This design communication protocol, although designed to support Transport Layer Security (TLS) and Secure Sockets Layer (SSL), uses plain text to transmit information, while allowing anonymous users to connect and publish/subscribe messages by default [11]. Also, an important security gap is the fact that it has “open” SYS-topics, which are used for specialized processes such as monitoring and configuration, which means that anyone can send fake data to clients or reprogram devices.

For the Industry 4.0 business environment to achieve its goals, it is particularly important and timely to create the processes and resolve issues related to secure M2M communication to ensure the operational continuity and productivity of the systems operating in the specific environment. Production facilities, and industrial systems in general, require a different type of security than corporate networks, as traditional security solutions, such as antimalware and firewalls, do not fulfill industry norms and requirements [12]. Accordingly, the protection of industrial confidentiality requires robust safeguard policies, as this information is the target of industrial espionage by well-organized highly specialized cybercrime groups. Under this consideration, it is a fact that cybersecurity is not the primary key issue of the architectural design of industrial infrastructures. Also, it is not economically practicable to fully upgrade them, while it is almost impossible to isolate them partially or completely from the network they operate. In conclusion, the protection of industrial infrastructure from cybersecurity incidents is critical, as any kind or size of failure can create dynamic interdependencies and incalculable economic consequences.

In this sense and recognizing not only the necessity of use but also the vulnerabilities that characterize the communication based on the MQTT protocol, this paper presents an online-semisupervised learning neural anomaly detection system to detect MQTT-based attacks, without special requirements and resources [13].

The rest of the paper is organized as follows: Section 2 highlights some of the main related works, Section 3 analyzes the proposed system in detail and also mathematically; the Experiments section describes the data used and the scenarios taking into account the implementation of the proposed system, and, finally, the Conclusions section summarizes the main research contribution, the novelty of the approach, and the future studies that can extend the proposed methodology.

══════════

What is expected: According to the MQTT security excerpt above, for what kind of processes are the "open" SYS-topics used?

[Dataset rows]
══════════

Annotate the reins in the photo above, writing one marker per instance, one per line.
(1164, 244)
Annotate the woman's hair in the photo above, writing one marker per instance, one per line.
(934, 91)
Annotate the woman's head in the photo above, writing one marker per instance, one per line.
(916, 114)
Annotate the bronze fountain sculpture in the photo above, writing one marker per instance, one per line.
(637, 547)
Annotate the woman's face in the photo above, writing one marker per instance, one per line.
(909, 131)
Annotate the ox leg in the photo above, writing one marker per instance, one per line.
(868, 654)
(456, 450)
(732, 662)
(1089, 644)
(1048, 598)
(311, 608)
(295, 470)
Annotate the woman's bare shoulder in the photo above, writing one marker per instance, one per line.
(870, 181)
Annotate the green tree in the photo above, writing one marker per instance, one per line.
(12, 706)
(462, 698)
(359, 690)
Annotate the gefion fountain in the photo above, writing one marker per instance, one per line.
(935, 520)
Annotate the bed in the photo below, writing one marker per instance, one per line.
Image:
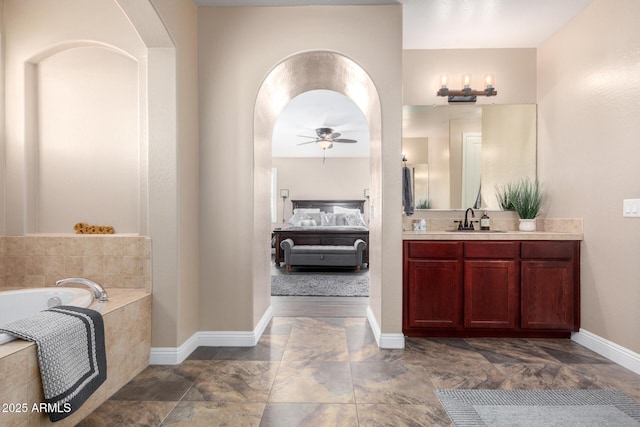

══════════

The answer: They are used for specialized processes such as monitoring and configuration.